- Testo citato:
-- -- --

A tale prezzo sono state ancora aggiunte:

utile ai gruppi finanziatori »                         22 –

quote di partecipazione agli utili a favore dei cantieri »                               33 –

Totale       L. 205 –

In sostanza i cantieri ottennero lire 55: lire 22 a titolo di premio fisso per recupero della perdita iniziale, e lire 33 per partecipazione agli utili, per garanzia di un eventuale maggior costo della costruzione, per aumenti salariali, ecc.

Questa l’operazione che è venuta ad incidere sul consumatore italiano, ma nella misura dal C.I.R. ritenuta idonea a colmare il dislivello tra i prezzi interni e i prezzi esteri.

Le speculazioni successive esulano dalla competenza del Ministero del commercio con l’estero.

Il Commissariato dell’alimentazione da prima bloccò il 35 per cento e poi l’intera partita, ritenendo la sua decisione come logica conseguenza di una manovra a carattere nettamente speculativa, esercitata da tutti coloro i quali hanno operato sul baccalà d’importazione, lasciato a disposizione degli importatori, speculazione che portò il prezzo, secondo la nota del Commissariato dell’alimentazione, da lire 400 a lire 500 al chilogrammo, in alcune località.

Attualmente la pratica si trova a questo punto: i cantieri Ansaldo, che oltre alle lire 22 di premio fisso per recupero della perdita iniziale, ottennero una quota utile di lire 33 per garanzia di eventuali aumenti di costo per aumenti salariali, ecc., ora lamentano una perdita di lire 63.000.000 per i prezzi fissati, e dì lire 130.000.000 per aumenti del costo di mano d’opera e materiale: in tutto lire 193.000.000, a rifarsi dei quali hanno richiesto l’aumento dello stoccafisso a lire 236, del baccalà salinato a lire 214,65, del baccalà secco a lire 285,65.

Il 25 febbraio, in una riunione presso l’Alto Commissariato dell’alimentazione, i rappresentanti degli importatori non hanno accettato la riduzione ritenuta giusta dalla Commissione per la voce «spesa» da lire 29,90 a lire 23,50 e per la voce «utile» da lire 22 a lire 15,20, e, data l’opposizione degli importatori, la questione sarà sottoposta al Comitato italiano per i prezzi.

La Commissione ha anche ritenuto di rimettere al C.I.R. la decisione sulla richiesta di maggior costo delle navi, richiesta che si fonda sul seguente conteggio presentato dai cantieri:

il costo delle navi senza utile                   L. 1.213.000.000

quota in valuta estera a cambio ufficiale »     320.500.000

da ricavarsi »                                              892.500.000

Questo è il conto sul quale si fonda la richiesta originaria di vendita della merce per la somma di lire 892.500.000, da maggiorarsi ora nella misura sovraproposta dai cantieri.

In detto conto si nota che tutta la valuta lasciata disponibile è stata imputata dai cantieri al solo valore del cambio ufficiale di lire 320.500.000.

La pratica sarà ora trasmessa al C.I.R. per nuovo e definitivo esame.

PRESIDENTE. L’onorevole interrogante ha facoltà di dichiarare se sia sodisfatto.

-- -- --

- Consegna A: Conta le righe delle voci che contengono la stringa "meadow", distinguendo tra maiuscole e minuscole. Indica soltanto il numero.

Voci di punti etichettati:

-- -- --

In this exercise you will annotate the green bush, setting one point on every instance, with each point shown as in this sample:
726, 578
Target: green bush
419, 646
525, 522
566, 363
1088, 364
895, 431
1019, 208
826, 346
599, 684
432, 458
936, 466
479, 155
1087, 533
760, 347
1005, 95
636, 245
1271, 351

-- -- --

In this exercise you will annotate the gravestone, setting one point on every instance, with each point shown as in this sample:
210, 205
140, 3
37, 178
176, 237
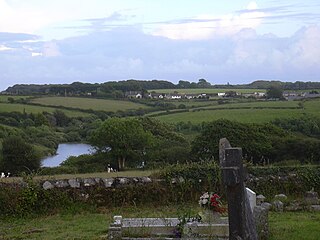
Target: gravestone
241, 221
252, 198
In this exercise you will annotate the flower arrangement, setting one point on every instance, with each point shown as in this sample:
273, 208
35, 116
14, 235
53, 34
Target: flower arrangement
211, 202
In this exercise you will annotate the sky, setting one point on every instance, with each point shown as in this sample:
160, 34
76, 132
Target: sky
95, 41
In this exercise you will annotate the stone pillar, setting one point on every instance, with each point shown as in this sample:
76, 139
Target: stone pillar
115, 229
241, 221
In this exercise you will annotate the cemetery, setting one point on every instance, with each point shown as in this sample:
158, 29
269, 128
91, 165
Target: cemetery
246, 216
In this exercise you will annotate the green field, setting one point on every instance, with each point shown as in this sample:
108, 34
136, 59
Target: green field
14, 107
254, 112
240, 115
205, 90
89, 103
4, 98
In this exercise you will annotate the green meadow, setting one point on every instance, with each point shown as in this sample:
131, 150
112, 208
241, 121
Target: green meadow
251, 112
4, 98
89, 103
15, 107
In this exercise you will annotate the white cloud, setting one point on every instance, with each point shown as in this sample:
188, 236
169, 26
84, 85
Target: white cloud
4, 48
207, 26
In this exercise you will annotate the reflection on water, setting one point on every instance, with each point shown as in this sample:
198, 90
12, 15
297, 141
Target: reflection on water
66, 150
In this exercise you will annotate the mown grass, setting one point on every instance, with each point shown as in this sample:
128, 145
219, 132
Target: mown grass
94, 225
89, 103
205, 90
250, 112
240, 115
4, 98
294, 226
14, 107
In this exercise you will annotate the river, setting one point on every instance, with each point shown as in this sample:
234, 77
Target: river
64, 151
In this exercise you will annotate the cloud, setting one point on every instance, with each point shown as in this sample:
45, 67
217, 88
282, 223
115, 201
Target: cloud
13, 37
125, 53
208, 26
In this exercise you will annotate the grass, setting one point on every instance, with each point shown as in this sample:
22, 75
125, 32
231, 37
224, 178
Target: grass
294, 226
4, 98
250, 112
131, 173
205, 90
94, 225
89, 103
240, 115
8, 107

-- -- --

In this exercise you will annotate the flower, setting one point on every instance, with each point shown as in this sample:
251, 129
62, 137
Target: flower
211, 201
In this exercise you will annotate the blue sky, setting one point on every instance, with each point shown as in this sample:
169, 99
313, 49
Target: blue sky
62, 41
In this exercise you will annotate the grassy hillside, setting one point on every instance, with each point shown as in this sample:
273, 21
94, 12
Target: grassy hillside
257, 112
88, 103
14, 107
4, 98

-- -- --

- Consegna B: Elenca i prodotti per cui, secondo il testo sul baccalà d'importazione, i cantieri Ansaldo hanno chiesto un aumento, ciascuno con il prezzo richiesto.

- Soluzione A: 2

- Soluzione B:
- stoccafisso: lire 236
- baccalà salinato: lire 214,65
- baccalà secco: lire 285,65